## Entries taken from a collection
^^^^
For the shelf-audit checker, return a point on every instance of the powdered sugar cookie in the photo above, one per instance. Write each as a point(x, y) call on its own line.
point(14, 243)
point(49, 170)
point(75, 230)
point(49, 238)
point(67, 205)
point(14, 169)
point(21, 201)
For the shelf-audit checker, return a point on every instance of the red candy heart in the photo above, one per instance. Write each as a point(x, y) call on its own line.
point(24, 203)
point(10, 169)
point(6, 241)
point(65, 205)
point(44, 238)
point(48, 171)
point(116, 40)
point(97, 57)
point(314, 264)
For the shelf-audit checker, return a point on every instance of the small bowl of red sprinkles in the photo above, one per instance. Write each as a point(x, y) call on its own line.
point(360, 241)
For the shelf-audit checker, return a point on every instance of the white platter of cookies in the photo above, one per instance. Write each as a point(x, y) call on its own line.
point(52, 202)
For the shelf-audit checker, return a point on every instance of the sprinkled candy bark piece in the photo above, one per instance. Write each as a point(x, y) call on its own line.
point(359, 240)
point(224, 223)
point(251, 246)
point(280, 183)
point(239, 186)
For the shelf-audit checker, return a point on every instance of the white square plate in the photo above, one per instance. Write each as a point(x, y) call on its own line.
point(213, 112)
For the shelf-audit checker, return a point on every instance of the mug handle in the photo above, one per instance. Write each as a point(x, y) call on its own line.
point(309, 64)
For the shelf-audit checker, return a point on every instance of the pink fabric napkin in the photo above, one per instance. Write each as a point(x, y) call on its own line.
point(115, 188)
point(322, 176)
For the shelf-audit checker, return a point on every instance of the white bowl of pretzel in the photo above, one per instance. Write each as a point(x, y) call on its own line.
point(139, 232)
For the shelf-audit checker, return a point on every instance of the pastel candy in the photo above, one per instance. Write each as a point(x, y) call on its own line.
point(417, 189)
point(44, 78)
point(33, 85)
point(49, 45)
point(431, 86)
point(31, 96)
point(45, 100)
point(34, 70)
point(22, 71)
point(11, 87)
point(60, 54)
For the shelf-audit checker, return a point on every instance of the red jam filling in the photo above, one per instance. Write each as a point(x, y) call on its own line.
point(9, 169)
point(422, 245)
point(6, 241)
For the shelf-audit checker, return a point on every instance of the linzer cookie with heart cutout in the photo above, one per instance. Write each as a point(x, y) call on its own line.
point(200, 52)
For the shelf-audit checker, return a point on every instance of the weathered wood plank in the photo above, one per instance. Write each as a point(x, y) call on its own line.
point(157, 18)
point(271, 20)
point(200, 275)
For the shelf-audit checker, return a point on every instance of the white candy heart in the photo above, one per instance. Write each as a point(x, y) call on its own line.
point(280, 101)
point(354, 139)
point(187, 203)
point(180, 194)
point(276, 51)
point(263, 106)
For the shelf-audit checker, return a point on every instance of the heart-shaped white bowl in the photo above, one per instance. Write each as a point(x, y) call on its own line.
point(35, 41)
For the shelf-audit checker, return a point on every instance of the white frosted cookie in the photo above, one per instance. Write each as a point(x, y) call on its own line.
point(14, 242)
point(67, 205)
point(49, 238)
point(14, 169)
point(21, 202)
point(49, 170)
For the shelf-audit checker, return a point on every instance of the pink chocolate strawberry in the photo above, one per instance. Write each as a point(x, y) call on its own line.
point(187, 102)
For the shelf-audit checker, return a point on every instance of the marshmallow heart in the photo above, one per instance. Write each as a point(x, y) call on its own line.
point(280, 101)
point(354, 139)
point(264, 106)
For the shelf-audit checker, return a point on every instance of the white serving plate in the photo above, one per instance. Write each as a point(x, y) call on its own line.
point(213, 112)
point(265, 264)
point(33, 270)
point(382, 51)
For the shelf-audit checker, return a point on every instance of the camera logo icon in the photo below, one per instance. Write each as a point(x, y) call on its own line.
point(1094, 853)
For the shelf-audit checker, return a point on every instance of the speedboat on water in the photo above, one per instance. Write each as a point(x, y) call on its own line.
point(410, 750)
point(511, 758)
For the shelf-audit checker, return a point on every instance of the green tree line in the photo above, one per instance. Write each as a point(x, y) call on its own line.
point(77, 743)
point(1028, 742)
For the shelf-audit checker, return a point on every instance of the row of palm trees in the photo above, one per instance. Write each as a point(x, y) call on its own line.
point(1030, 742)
^^^^
## Written request
Rewrite all of the material above, switching every "shelf-audit checker" to "inventory checker" and leaving everything else as it is.

## Answer
For the inventory checker, return a point on every instance of the powdered sugar cookie in the photo above, one per instance. Write each as a point(x, y) call on its own line.
point(14, 243)
point(49, 170)
point(75, 230)
point(49, 238)
point(67, 205)
point(14, 169)
point(21, 201)
For the inventory checker, return a point on every instance of the red candy heart in the photo above, one per instance. Write each as a point(x, y) call on its own line.
point(24, 203)
point(10, 169)
point(6, 241)
point(65, 205)
point(44, 238)
point(48, 171)
point(116, 40)
point(97, 57)
point(314, 264)
For the inventory checker, return a point on every instance of the small bowl of red sprinkles in the photo above, one per instance. Write each as a point(x, y) call on its own line.
point(360, 241)
For the inventory checker, return a point on every instance of the white platter of cookies in the photo above, one per instance. Write each as a point(x, y) call on its own line.
point(52, 202)
For the inventory checker, return a point on every instance of the sprinkled candy bark piece in the photo above, one per instance. Write each as a point(x, y) call on its own line.
point(359, 240)
point(224, 223)
point(251, 246)
point(280, 183)
point(239, 186)
For the inventory checker, return a point on every instance of the white square plate in the photo above, one per instance. Write each as a point(x, y) call on its own line.
point(213, 112)
For the inventory checker, return a point on every instance of the mug handle in the photo above, one per instance. Write each as a point(x, y) call on its own line.
point(309, 64)
For the inventory checker, return a point on every instance of the pink fabric napkin in the photo above, one per instance. Write each as a point(x, y) call on its own line.
point(115, 188)
point(322, 176)
For the inventory checker, return a point on every instance of the white bowl of pretzel in the photo above, one per instance. Write each as a point(x, y) call on its own line.
point(139, 232)
For the inventory checker, return a point on every instance of the pastel candy in the photo above, one per instance. Write each as a point(x, y) call on its own line.
point(417, 189)
point(44, 78)
point(33, 85)
point(49, 45)
point(431, 86)
point(31, 96)
point(45, 100)
point(34, 70)
point(22, 71)
point(11, 87)
point(60, 54)
For the inventory checker, return a point on every instance of the red jam filling in the photo above, one per instance. Write each as a point(x, y) call on its own line.
point(9, 169)
point(422, 245)
point(6, 241)
For the inventory checker, return a point on every instance of the linzer cookie with heart cutout in the photo above, one per instance. Write each as a point(x, y) call on its own line.
point(200, 52)
For the inventory checker, return a point on every instance of the weathered wood plank in the photo above, one per instance. Write each as a point(x, y) call on its own line.
point(157, 18)
point(271, 20)
point(200, 275)
For the inventory checker, return a point on every instance of the white candy heart in the photo above, one per instance. Write each as a point(x, y) call on its own line.
point(280, 101)
point(354, 139)
point(187, 203)
point(180, 194)
point(276, 51)
point(263, 106)
For the inventory checker, return a point on every instance of the heart-shaped white bowl in the photo above, one per instance. Write each as a point(x, y) call on its own line.
point(35, 41)
For the inventory checker, return a point on every instance of the white frosted cookie in the photo above, one per instance. Write each as a point(x, y) call on its own line.
point(14, 242)
point(67, 205)
point(49, 238)
point(14, 169)
point(21, 202)
point(49, 170)
For the inventory checker, return a point on every instance of the pink chocolate strawberry in the photo above, one per instance. Write each as a point(x, y) call on its own line.
point(187, 102)
For the inventory checker, return a point on every instance of the marshmallow heart in the photo above, one per instance. Write each as a point(x, y) call on its own line.
point(280, 101)
point(354, 139)
point(264, 106)
For the inventory checker, return a point on every instance of the white serving plate in the photo above, one per instance. Write each as a point(x, y) call on its own line.
point(213, 112)
point(265, 264)
point(33, 270)
point(382, 51)
For the inventory checker, return a point on every instance of the camera logo icon in the photo below, one per instance. Write each as a point(x, y) call on its own line.
point(1094, 853)
For the inventory checker, return a point on every instance of the speedboat on water in the photo above, one per instance. Write each as a point(x, y) call on its own line.
point(410, 750)
point(511, 758)
For the inventory checker, return a point on every instance of the green tree line in the photo above, one per instance. Write each as a point(x, y) call on its own line.
point(77, 743)
point(1028, 742)
For the inventory checker, return a point on every instance of the row of palm trees in the photo above, one per instance. Write each as a point(x, y) call on its own line.
point(1030, 742)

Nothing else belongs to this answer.